> [Textauszug]
☆ ☆ ☆ ☆ ☆ ☆ ☆
500 Euro Zuschlag für alle: Berliner Krankenhaus-Mitarbeiter fordern Corona-Pakt
Pflegekräfte und Abgeordnete debattieren - Beschäftige von Vivantes und Charité verlangen vorläufiges Ende der Fallpauschalen.
Mehr Schutzausrüstung, neue Krankenhausbudgets und höhere Risikozuschläge: Tausende Klinikmitarbeiter in Berlin fordern den Senat zu einem Corona-Krankenhaus-Pakt auf. Ein entsprechendes Schreiben, das Personalvertreter der Klinikkonzerne Vivantes und Charité initiiert haben, wird die Gewerkschaft Verdi kommende Woche an die Senatskanzlei schicken. Nach Tagesspiegel-Informationen soll der Landesregierung eine Frist von drei Wochen gesetzt werden, danach ist mit Protesten in den Kliniken zu rechnen.
Tochterfirmen von Vivantes und Charité sollen Tariflohn zahlen
Der geforderte Corona-Pakt enthält drei Hauptforderungen. Zunächst sollen die Beschäftigten der Tochterfirmen der Vivantes-Kliniken und der ebenfalls landeseigenen Charité nach dem in den Stammhäusern üblichen Tarif bezahlt werden. Pro Mitarbeiter wären das mindestens 300 Euro Monatsbrutto mehr, etwa für die Reinigungs- und Transportkräfte in der Charité-Tochter CFM.
Dazu werden 500 Euro als monatlicher Pandemie-Risikozuschlag für alle Klinikbeschäftigten gefordert, also auch diejenigen, die in kirchlichen und privaten Häusern arbeiten. Das beträfe fast 60.000 Berliner. Senatschef Michael Müller (SPD) hatte für Vivantes- und Charité-Mitarbeiter 150 Euro angekündigt.
☆ ☆ ☆ ☆ ☆ ☆ ☆
> [Auszuwertende Daten]
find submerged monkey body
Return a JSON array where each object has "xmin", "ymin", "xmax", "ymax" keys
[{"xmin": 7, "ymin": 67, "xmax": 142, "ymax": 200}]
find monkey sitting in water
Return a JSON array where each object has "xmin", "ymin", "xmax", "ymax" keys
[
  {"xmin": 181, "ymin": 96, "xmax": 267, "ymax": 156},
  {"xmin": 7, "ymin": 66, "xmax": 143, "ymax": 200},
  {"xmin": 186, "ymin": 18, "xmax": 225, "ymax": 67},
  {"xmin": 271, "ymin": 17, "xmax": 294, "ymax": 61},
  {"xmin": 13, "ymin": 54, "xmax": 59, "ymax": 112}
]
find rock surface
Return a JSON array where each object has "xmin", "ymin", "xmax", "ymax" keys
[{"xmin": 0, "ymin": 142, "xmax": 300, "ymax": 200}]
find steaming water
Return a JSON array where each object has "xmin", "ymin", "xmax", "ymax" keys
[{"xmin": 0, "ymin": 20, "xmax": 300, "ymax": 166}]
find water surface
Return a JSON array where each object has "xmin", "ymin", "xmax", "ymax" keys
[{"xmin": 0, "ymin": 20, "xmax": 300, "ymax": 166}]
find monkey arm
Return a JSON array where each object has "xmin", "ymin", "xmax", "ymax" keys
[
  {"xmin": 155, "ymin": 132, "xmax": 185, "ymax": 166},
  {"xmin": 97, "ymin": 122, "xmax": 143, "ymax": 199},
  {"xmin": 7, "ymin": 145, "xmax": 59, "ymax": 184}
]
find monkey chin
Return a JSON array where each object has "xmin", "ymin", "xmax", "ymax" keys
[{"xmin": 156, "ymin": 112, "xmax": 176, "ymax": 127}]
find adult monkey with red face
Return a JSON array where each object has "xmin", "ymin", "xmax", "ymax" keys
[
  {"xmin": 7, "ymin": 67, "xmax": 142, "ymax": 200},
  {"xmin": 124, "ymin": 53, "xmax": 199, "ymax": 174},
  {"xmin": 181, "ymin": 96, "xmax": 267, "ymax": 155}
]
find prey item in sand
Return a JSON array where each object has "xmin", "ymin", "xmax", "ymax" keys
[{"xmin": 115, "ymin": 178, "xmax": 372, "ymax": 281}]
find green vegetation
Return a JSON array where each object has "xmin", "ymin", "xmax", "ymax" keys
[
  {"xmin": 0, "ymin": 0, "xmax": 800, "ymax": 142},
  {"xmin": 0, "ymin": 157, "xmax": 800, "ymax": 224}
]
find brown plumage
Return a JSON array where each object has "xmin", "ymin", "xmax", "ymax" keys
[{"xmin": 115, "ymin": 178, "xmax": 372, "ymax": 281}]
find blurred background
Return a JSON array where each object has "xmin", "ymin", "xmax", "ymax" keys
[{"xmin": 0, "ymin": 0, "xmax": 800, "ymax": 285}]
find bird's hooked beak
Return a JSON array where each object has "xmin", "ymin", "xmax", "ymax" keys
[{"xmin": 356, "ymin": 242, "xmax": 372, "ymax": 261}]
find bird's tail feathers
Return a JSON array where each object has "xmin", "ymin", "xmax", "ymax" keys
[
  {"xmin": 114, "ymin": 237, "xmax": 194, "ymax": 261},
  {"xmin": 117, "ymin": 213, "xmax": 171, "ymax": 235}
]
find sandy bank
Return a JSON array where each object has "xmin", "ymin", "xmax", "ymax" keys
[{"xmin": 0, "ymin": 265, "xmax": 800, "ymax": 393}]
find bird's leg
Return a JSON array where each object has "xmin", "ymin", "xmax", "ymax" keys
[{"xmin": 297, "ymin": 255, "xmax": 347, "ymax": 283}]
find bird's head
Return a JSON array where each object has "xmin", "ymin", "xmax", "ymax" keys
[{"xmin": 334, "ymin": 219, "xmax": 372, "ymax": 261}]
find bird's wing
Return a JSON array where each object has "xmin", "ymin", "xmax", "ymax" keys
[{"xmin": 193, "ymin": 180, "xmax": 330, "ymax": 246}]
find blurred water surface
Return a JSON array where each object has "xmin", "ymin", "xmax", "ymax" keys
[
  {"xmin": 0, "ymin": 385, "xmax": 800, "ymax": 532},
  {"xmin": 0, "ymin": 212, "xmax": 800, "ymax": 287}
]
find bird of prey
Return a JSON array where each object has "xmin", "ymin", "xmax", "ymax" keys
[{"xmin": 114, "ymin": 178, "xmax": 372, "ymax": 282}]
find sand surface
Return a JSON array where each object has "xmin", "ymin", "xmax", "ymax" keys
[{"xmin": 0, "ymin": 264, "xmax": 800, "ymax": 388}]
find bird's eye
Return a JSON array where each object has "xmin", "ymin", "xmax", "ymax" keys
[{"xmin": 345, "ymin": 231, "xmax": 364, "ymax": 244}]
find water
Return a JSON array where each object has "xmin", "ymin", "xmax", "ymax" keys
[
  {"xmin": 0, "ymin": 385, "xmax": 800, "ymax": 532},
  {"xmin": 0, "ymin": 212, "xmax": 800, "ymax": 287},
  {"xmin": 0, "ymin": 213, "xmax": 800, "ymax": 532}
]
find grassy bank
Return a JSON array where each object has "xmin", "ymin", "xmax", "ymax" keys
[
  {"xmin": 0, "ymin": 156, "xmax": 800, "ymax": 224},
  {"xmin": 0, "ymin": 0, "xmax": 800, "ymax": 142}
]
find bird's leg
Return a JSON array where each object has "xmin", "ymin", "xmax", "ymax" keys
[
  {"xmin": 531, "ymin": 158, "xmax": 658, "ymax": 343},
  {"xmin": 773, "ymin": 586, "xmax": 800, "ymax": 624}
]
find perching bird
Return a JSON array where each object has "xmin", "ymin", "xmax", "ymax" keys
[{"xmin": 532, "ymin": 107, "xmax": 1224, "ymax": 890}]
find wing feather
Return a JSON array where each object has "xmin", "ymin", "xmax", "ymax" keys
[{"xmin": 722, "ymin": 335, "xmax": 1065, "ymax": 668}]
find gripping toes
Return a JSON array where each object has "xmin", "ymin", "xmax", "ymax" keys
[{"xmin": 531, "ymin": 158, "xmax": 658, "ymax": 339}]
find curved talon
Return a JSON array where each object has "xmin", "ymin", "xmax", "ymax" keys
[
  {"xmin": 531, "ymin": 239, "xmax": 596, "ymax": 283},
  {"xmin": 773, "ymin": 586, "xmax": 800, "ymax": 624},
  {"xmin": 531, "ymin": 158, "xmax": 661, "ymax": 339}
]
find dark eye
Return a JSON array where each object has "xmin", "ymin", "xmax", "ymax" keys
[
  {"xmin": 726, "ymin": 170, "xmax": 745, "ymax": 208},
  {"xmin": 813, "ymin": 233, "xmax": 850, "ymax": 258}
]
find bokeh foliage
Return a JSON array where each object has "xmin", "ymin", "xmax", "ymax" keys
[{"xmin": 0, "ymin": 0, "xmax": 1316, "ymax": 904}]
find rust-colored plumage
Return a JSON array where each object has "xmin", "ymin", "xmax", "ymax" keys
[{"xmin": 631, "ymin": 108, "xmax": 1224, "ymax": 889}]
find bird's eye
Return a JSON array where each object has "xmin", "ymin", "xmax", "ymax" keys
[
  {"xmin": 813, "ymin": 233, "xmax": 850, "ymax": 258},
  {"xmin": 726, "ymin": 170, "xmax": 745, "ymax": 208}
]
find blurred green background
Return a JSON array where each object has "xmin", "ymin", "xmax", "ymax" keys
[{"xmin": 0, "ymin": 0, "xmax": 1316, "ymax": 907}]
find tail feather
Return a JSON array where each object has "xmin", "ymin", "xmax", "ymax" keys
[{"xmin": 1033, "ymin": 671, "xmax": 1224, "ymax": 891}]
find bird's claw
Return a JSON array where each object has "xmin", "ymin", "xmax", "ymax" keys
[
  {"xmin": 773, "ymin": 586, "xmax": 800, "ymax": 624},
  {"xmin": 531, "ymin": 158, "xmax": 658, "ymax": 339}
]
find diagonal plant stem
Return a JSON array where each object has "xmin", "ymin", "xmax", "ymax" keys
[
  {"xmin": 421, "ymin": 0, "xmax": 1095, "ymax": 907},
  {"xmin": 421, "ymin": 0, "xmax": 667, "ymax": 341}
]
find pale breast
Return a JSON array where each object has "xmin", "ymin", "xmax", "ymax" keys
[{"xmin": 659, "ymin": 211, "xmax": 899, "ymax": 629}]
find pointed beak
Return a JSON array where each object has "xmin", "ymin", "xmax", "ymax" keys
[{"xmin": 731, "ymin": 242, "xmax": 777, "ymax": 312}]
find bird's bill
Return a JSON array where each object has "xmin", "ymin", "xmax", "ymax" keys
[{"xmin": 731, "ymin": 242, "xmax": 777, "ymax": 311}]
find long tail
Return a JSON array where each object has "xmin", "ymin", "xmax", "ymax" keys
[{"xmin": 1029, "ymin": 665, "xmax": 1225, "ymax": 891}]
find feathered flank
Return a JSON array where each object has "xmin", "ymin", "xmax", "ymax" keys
☆ ☆ ☆ ☆ ☆ ☆ ☆
> [Aufgaben]
1. Welche Frist soll der Landesregierung laut dem Textauszug gesetzt werden?
2. Schreiben Sie aus dem Textauszug alles von „Dazu werden 500“ bis hinunter zu „150 Euro angekündigt.“ wortgetreu ab.
Die Zeilen stammen aus einer anderen Quelle als der Textauszug.

> [Lösungen]
1. Eine Frist von drei Wochen.

2.
Dazu werden 500 Euro als monatlicher Pandemie-Risikozuschlag für alle Klinikbeschäftigten gefordert, also auch diejenigen, die in kirchlichen und privaten Häusern arbeiten. Das beträfe fast 60.000 Berliner. Senatschef Michael Müller (SPD) hatte für Vivantes- und Charité-Mitarbeiter 150 Euro angekündigt.